### [BRIEF]
Write out the stretch of the material from the line containing "TARGET = tablet computer" through the end of the material, with both ends included and nothing else.
* BEGIN ENTRIES PROVIDED *
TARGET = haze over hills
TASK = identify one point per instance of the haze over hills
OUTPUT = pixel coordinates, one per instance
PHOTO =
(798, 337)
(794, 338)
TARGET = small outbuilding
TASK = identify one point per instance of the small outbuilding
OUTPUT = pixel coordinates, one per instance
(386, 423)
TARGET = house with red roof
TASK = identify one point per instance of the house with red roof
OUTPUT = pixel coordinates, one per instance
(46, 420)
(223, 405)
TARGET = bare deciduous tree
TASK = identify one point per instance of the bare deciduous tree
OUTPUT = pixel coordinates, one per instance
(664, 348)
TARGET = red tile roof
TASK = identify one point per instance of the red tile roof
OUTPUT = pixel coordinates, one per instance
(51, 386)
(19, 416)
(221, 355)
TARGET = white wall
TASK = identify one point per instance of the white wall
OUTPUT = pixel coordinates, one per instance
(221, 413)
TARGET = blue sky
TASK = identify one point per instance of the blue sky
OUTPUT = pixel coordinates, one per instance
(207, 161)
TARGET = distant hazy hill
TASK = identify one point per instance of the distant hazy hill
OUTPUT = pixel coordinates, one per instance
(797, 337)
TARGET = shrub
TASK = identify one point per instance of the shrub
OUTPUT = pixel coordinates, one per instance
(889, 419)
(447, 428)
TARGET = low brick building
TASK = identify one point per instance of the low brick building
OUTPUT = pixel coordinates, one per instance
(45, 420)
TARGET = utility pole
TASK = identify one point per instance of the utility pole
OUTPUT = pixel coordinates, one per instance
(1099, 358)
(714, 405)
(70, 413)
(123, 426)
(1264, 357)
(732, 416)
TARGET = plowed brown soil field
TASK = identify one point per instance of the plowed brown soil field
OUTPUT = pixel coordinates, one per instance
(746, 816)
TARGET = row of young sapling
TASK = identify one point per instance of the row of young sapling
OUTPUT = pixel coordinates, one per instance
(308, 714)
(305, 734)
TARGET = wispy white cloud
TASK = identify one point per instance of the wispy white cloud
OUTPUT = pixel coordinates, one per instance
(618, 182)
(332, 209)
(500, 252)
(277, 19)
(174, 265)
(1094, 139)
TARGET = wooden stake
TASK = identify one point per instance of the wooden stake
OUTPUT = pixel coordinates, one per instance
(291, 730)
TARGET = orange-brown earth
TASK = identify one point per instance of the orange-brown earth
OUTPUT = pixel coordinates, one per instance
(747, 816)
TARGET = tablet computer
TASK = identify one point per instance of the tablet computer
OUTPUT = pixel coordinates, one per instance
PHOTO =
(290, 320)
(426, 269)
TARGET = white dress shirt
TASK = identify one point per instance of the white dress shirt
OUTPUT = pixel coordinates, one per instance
* END ENTRIES PROVIDED *
### [TASK SOLUTION]
TARGET = tablet computer
TASK = identify one point per instance of the tablet computer
OUTPUT = pixel coordinates, one per instance
PHOTO =
(290, 320)
(426, 269)
TARGET = white dress shirt
TASK = identify one point per instance of the white dress shirt
OUTPUT = pixel coordinates, one per instance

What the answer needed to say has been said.